Reproduce every line of the material below word for word, changing nothing.
-- start of Data shown --
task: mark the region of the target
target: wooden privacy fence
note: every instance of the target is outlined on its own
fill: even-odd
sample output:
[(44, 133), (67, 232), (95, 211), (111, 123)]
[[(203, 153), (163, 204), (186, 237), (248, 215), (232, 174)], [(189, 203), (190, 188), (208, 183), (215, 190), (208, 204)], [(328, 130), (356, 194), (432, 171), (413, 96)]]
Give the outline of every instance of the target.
-- end of Data shown --
● Full answer
task: mark the region of the target
target: wooden privacy fence
note: every instance of the target is outlined on its own
fill: even-odd
sample output:
[(44, 133), (67, 232), (95, 211), (111, 123)]
[[(203, 153), (163, 204), (186, 237), (248, 215), (232, 174)], [(189, 203), (190, 188), (208, 183), (215, 190), (208, 204)], [(328, 130), (356, 194), (432, 171), (413, 96)]]
Give the outline of every instance of the target.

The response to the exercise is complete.